● **TEXT PASSAGE**
· · · · · · ·
Critical Evaluation

(Masterpieces of British Fiction)

Sir Arthur Conan Doyle is best known for his most lasting and loved creation, Sherlock Holmes. The cycles of stories involving Holmes were written between 1891 and World War I. Less well known are his historical novels, which include MICAH CLARKE, THE EXPLOITS OF BRIGADIER GERARD (1896), and RODNEY STONE (1896). Quite successful in their time, these novels have received little or no attention since the Boer War, and none is currently in print. Doyle was a doctor of medicine by profession and graduated from Edinburgh University. He took up practice until 1890, when, encouraged by the popular reception of his first literary efforts, he closed his practice and began to devote himself to writing full time.

Historical novels being then much in fashion, he undertook MICAH CLARKE from what is obviously a more than adequate knowledge of history. Narrated in the first person, it is a retrospective view of the speaker’s adventures as a young man in the uprising associated with the Rye House Plot that sought to support the cause of James Scott, Duke of Monmouth, the natural son of Charles II, as successor. The anti-Church faction, composed for the most part of laborers and lower-middle-class nonconformists, provided Doyle with the perfect vehicle for an accurate and interesting view of the Whig armed uprising. Doyle devoted much time and care to his characterization of Clarke and companions and went so far as to include an appendix of relevant material on such various subjects as the speed with which couriers were able to deliver messages over long distances, the current law code concerning the borrowing and lending of horses, seventeenth century pronunciation, and the documentation of Monmouth’s claim to legitimacy.

Despite Doyle’s reasonably readable style of narration, the novel is one that lacks interest for the modern audience, few of whom can be expected to know the historical background of the novel and even fewer whose interest would be so abiding as to struggle through the complexities of plot and dialogue. Doyle’s adherence to historical fact, while admirable, does not include enough general information to explain his references. His extreme attention to detail, his less than sophisticated ability to handle his plot line (an ability which he later developed superbly, as the Sherlock Holmes stories testify), and his essentially heavy-handed narrative approach make this novel a period piece rather than a work of general interest.
· · · · · · ·
● **SUPPLIED MATERIAL**
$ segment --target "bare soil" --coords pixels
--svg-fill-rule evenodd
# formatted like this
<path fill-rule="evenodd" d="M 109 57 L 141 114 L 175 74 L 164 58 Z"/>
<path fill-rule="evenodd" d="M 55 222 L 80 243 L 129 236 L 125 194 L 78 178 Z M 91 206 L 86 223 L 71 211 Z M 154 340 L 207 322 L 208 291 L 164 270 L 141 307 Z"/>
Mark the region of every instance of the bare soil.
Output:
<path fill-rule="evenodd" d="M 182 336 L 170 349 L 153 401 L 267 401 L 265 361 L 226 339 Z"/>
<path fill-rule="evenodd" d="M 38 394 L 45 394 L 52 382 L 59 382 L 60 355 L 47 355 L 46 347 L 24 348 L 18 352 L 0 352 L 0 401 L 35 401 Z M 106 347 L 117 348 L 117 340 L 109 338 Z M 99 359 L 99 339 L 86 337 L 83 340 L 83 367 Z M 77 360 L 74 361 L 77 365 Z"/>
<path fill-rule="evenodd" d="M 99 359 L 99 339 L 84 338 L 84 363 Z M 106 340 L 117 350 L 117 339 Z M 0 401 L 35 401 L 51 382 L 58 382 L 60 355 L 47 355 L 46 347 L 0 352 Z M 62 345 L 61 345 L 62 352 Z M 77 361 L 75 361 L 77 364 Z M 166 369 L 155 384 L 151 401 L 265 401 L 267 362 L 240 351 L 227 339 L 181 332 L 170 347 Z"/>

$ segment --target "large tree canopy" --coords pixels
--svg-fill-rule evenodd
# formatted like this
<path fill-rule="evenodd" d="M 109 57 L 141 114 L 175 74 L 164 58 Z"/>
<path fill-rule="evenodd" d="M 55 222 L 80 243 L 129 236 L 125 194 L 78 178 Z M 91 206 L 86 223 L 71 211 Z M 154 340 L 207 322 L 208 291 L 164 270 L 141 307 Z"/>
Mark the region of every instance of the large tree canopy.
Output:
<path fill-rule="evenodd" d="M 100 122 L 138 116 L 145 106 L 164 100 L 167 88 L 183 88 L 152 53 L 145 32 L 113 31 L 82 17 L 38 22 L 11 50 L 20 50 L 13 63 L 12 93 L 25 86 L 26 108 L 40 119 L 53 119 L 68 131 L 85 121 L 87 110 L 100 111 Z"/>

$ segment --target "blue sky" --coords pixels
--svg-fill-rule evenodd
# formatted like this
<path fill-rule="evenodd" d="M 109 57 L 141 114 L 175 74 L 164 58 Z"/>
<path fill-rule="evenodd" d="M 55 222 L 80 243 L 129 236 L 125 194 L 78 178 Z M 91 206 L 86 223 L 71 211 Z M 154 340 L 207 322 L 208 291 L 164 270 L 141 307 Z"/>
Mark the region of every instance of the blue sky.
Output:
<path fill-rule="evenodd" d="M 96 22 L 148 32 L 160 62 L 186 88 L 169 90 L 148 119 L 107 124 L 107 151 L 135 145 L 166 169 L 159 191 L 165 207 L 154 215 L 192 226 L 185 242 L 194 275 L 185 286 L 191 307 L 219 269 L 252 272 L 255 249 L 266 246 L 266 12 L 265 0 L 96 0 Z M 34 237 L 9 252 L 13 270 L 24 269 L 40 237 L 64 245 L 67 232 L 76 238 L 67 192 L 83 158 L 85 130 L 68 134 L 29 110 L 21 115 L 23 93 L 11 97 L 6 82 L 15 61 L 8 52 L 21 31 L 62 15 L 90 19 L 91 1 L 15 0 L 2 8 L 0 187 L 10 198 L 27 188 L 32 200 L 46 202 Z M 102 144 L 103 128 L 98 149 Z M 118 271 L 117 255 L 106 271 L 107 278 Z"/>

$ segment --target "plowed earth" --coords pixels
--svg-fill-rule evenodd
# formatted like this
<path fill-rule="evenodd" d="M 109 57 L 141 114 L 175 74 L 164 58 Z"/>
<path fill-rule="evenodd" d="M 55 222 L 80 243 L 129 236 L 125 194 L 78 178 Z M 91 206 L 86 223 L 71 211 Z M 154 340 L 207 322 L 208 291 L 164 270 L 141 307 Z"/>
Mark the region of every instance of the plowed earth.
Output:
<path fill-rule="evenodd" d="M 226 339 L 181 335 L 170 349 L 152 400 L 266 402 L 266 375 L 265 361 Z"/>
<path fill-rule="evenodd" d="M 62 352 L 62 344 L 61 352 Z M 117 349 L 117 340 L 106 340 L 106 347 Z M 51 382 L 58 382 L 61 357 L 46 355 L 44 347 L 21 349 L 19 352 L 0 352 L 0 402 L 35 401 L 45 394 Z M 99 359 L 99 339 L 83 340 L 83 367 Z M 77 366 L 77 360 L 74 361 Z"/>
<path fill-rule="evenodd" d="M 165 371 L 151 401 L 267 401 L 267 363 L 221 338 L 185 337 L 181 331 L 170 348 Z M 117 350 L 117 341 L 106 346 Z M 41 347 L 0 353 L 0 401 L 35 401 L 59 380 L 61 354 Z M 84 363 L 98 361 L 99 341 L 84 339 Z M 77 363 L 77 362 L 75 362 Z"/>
· · · · · · ·
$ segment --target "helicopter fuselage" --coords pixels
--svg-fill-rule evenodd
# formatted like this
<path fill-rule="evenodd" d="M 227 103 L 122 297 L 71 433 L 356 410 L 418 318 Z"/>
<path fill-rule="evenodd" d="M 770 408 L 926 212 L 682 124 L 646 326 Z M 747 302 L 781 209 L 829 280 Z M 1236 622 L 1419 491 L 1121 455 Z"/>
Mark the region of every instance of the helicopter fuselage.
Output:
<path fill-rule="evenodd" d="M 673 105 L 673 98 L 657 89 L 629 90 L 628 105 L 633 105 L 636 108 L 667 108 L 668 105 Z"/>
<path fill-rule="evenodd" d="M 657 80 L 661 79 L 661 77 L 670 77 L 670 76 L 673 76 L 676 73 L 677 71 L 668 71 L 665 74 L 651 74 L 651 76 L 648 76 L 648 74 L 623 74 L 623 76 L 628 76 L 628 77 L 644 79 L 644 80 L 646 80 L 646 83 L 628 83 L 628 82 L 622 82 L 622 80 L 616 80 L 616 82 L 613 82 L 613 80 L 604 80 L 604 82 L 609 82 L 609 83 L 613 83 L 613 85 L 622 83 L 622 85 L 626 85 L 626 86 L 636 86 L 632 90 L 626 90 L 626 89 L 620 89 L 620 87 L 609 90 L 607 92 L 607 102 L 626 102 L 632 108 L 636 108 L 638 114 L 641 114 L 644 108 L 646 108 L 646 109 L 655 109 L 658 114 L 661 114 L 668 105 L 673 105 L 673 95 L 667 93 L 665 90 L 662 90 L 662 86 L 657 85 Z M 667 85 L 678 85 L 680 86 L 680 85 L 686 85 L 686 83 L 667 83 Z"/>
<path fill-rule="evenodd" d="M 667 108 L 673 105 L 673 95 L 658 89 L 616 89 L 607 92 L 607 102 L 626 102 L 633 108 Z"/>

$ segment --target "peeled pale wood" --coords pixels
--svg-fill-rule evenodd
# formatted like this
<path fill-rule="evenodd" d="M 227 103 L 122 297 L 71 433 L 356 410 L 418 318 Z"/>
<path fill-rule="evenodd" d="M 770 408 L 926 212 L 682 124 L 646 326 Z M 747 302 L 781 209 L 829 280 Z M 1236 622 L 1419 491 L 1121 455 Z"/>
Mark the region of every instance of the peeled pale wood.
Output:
· · · · · · ·
● **WHAT THE EXERCISE ASKS**
Revise the Doyle evaluation from "Sir Arthur Conan" to "writing full time.", changing "Edinburgh University" to "the University of Edinburgh".

● **EXERCISE OUTPUT**
Sir Arthur Conan Doyle is best known for his most lasting and loved creation, Sherlock Holmes. The cycles of stories involving Holmes were written between 1891 and World War I. Less well known are his historical novels, which include MICAH CLARKE, THE EXPLOITS OF BRIGADIER GERARD (1896), and RODNEY STONE (1896). Quite successful in their time, these novels have received little or no attention since the Boer War, and none is currently in print. Doyle was a doctor of medicine by profession and graduated from the University of Edinburgh. He took up practice until 1890, when, encouraged by the popular reception of his first literary efforts, he closed his practice and began to devote himself to writing full time.